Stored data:
* start *

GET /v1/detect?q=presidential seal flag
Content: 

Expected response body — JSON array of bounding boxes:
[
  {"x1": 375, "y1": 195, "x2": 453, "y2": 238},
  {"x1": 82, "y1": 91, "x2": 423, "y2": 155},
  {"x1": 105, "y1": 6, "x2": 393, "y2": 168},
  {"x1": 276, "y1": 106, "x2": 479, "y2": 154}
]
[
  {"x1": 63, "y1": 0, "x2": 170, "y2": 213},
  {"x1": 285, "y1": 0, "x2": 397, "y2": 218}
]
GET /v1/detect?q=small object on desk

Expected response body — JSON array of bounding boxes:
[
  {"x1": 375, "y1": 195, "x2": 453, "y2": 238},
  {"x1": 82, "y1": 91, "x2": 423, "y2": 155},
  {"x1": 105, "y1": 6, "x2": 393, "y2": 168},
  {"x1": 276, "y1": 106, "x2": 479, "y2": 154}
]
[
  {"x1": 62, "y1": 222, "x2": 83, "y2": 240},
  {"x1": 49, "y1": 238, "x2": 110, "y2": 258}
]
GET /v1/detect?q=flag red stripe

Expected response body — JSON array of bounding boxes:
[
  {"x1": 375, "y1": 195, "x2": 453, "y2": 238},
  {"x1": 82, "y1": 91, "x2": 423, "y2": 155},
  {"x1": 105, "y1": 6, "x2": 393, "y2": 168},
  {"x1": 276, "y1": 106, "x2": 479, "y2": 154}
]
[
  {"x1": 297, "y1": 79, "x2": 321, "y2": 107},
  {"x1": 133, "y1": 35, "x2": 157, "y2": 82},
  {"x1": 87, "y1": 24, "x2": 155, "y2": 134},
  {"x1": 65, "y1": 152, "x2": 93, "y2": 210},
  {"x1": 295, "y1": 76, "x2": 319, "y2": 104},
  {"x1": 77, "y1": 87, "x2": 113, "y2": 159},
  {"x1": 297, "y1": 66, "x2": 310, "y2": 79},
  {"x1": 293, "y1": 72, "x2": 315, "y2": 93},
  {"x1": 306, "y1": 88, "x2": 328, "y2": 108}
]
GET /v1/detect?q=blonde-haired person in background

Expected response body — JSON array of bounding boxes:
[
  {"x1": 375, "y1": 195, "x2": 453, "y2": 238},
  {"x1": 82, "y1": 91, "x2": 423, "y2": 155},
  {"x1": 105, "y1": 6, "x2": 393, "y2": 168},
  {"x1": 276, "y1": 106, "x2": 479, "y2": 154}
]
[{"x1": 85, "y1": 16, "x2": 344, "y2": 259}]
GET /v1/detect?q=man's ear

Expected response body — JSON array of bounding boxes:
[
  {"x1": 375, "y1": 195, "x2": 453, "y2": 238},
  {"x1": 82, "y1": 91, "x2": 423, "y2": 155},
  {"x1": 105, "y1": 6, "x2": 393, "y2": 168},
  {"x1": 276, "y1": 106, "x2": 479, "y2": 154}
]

* end *

### [TO DO]
Please rewrite the entries from the line that contains "GET /v1/detect?q=man's ear" through the end of the entries, replacing "JSON array" with "JSON list" and leaving everything else unchanged.

### [RESULT OF THE TASK]
GET /v1/detect?q=man's ear

Expected response body — JSON list of bounding boxes:
[
  {"x1": 375, "y1": 195, "x2": 453, "y2": 238},
  {"x1": 82, "y1": 91, "x2": 423, "y2": 155},
  {"x1": 105, "y1": 6, "x2": 393, "y2": 168},
  {"x1": 276, "y1": 106, "x2": 479, "y2": 154}
]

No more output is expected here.